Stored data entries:

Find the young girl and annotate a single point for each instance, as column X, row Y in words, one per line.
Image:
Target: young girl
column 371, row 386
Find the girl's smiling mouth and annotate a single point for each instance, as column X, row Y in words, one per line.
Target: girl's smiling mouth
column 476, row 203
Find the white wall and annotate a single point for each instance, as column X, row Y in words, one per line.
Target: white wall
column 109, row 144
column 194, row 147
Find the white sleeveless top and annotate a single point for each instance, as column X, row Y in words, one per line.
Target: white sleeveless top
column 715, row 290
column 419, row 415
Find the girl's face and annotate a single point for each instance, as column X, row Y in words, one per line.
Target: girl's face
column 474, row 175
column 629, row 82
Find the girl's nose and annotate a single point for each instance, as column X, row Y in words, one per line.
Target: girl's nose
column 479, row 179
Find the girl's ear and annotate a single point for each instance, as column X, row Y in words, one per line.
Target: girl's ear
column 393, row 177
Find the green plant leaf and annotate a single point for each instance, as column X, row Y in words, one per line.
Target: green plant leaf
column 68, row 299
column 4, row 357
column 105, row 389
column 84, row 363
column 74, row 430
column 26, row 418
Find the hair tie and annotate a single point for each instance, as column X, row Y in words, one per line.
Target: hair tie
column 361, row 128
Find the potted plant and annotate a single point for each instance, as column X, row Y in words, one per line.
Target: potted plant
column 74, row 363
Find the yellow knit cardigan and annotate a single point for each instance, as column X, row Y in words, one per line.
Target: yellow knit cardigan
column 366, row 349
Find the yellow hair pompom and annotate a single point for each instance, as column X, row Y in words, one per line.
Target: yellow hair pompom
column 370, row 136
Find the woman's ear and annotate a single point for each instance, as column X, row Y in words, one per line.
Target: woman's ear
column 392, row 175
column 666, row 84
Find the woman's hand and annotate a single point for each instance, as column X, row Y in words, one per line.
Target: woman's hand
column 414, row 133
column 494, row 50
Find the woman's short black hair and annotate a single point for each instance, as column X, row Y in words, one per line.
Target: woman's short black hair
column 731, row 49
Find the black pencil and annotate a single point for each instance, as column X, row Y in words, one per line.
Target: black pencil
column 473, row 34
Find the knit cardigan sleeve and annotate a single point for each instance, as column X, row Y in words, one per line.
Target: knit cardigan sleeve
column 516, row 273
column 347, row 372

=== REQUIREMENT ===
From the data above, reproduce word for word the lines running from the line with "Find the girl's smiling" to the line with "Find the girl's face", ends included.

=== REPLY TO THE EXERCISE ===
Find the girl's smiling mouth and annotate a single point for each instance, as column X, row Y in words, one per line.
Target: girl's smiling mouth
column 476, row 203
Find the white wall and annotate a single point for each instance, as column X, row Y in words, one per line.
Target: white wall
column 109, row 144
column 194, row 147
Find the white sleeveless top and annotate a single point for each instance, as column X, row Y in words, one per line.
Target: white sleeveless top
column 715, row 290
column 419, row 415
Find the girl's face and annotate a single point for each instance, as column X, row Y in words, one per line.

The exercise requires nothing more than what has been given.